- [GOAL]: Print the range of lines that opens with the line containing "TARGET = potted plant" and closes with the last line of the listing. Include both ends; print nothing more.

- [INPUT RECORDS]:

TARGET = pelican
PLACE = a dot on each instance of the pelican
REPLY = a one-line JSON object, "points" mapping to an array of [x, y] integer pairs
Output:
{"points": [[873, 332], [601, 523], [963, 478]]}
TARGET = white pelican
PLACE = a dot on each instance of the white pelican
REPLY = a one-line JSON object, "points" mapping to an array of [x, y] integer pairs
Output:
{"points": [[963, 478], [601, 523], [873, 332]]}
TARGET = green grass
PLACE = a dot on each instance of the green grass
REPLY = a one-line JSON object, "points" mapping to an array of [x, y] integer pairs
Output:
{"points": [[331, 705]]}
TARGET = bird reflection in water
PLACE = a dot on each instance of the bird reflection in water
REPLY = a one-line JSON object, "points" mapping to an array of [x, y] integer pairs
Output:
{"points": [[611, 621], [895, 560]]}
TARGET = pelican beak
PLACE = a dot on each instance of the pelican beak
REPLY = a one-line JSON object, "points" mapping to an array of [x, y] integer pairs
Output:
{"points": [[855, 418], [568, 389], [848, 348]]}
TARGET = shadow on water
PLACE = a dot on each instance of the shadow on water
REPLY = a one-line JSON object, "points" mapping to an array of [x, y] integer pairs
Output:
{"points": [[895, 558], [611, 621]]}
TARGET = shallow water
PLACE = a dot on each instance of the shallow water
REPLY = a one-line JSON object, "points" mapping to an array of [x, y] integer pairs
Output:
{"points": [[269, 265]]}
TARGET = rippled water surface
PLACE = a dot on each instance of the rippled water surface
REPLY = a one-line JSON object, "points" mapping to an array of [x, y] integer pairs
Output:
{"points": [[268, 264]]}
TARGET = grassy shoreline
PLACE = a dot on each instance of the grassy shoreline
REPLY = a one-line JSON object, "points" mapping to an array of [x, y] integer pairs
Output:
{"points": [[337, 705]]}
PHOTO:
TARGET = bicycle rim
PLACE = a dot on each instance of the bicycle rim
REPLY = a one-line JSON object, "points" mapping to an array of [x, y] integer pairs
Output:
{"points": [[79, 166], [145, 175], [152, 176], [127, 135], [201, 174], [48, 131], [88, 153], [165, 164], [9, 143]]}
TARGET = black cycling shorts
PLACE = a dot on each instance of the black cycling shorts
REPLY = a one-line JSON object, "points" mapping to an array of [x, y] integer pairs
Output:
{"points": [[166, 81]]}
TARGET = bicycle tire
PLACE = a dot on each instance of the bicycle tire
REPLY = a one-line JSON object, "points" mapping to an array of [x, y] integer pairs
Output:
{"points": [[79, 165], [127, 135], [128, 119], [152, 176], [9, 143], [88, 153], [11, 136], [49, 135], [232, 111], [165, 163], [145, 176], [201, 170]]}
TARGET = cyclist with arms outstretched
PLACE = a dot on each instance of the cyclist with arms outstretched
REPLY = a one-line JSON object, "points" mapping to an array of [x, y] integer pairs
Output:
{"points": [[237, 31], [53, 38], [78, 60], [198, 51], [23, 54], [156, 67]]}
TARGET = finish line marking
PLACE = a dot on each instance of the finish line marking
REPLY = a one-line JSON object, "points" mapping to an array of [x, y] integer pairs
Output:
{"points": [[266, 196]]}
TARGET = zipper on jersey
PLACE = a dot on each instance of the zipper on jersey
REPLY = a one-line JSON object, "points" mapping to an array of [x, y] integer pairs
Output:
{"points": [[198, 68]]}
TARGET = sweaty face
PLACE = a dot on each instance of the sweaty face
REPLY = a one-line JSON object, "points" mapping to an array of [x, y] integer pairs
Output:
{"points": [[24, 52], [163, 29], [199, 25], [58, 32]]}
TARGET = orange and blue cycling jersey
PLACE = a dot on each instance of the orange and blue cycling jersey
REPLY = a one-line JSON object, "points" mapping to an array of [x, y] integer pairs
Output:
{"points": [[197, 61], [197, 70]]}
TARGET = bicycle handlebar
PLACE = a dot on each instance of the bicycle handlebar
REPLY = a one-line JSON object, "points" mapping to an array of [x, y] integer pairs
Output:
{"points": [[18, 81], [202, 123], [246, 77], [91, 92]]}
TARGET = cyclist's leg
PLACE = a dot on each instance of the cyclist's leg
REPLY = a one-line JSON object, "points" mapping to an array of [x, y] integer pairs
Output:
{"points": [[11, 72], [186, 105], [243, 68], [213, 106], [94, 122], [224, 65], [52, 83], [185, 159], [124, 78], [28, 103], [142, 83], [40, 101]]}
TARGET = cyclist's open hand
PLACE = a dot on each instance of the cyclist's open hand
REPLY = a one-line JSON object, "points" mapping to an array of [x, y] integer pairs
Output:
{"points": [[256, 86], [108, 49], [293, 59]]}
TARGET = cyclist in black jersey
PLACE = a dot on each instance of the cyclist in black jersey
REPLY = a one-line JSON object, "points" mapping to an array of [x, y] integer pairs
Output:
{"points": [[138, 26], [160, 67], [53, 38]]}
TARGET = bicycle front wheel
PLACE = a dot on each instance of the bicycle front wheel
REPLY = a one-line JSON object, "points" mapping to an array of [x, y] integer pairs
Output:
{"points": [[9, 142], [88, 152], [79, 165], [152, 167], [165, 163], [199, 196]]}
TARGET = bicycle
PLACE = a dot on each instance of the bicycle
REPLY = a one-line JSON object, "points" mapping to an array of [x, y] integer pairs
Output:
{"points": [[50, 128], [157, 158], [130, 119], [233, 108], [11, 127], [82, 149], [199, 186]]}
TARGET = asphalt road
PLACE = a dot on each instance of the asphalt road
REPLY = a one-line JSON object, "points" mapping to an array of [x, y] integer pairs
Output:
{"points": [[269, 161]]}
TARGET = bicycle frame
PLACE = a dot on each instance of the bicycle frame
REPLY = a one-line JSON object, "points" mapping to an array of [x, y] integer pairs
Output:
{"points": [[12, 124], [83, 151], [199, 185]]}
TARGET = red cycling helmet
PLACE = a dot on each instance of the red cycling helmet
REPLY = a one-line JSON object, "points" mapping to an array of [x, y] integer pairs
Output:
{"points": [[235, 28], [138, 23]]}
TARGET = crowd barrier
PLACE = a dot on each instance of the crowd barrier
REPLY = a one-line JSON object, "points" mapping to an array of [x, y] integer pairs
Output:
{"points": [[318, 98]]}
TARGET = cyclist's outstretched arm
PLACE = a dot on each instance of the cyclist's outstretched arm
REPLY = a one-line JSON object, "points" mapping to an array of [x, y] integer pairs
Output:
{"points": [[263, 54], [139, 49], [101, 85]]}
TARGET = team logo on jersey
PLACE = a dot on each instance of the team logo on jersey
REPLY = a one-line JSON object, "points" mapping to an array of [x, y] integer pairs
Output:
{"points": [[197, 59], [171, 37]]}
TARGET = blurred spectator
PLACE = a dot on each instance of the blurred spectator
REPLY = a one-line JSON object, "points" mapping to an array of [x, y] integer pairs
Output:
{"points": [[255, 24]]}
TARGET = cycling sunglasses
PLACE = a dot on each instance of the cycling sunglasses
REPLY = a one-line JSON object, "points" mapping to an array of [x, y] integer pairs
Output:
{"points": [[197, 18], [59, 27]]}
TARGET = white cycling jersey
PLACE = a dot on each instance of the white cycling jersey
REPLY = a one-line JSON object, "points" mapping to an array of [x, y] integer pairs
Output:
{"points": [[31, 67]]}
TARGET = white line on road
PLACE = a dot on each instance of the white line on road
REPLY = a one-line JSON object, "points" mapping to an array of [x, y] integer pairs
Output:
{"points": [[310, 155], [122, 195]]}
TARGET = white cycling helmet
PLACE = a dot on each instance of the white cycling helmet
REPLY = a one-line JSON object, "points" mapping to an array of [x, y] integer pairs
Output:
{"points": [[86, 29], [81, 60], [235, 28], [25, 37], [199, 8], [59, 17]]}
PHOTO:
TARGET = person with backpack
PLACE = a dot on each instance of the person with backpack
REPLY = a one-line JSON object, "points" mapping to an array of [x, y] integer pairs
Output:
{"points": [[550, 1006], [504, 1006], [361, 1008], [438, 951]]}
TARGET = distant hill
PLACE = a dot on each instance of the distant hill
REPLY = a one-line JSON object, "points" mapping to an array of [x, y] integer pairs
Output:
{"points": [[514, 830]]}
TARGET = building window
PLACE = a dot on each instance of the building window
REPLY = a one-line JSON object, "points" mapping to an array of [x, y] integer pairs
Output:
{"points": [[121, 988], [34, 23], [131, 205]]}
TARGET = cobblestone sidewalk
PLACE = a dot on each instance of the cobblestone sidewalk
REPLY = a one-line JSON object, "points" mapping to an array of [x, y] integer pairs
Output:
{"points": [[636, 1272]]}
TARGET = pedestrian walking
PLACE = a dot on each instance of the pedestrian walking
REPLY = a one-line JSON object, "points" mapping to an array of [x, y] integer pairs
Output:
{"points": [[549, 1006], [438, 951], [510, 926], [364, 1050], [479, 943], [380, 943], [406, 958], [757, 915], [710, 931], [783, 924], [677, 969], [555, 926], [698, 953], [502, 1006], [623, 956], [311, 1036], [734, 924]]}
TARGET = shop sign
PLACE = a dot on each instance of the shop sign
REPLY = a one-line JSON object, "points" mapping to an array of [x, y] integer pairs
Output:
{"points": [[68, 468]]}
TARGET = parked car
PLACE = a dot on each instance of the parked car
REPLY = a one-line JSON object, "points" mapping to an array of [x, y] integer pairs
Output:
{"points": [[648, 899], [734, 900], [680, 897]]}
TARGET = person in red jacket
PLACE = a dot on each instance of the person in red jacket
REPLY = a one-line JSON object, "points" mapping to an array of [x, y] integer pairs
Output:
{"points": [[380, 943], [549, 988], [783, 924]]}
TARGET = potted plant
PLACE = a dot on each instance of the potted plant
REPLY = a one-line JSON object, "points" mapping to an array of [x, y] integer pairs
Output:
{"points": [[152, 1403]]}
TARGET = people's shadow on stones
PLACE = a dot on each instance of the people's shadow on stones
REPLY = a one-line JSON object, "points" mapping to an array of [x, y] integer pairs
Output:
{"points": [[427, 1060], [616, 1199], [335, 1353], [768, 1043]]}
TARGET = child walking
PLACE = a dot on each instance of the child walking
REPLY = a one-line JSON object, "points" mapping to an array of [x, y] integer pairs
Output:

- [RESULT OF THIS EXERCISE]:
TARGET = potted plant
PLACE = a dot on each instance of the potted plant
REPLY = a one-line JSON object, "points" mapping to an array of [x, y] integer pairs
Output:
{"points": [[152, 1403]]}
TARGET = people's shadow on stones
PLACE = a dot on each instance of the people's shadow on stones
REPLY = a one-line JSON object, "points" mapping to an array of [x, y] integer pairs
Output:
{"points": [[427, 1060], [616, 1199], [335, 1353], [768, 1043]]}
TARGET = child walking
PLACE = a dot on each instance of the child walking
REPLY = a one-line JSON object, "points" mapping to an array of [x, y] integer pairs
Output:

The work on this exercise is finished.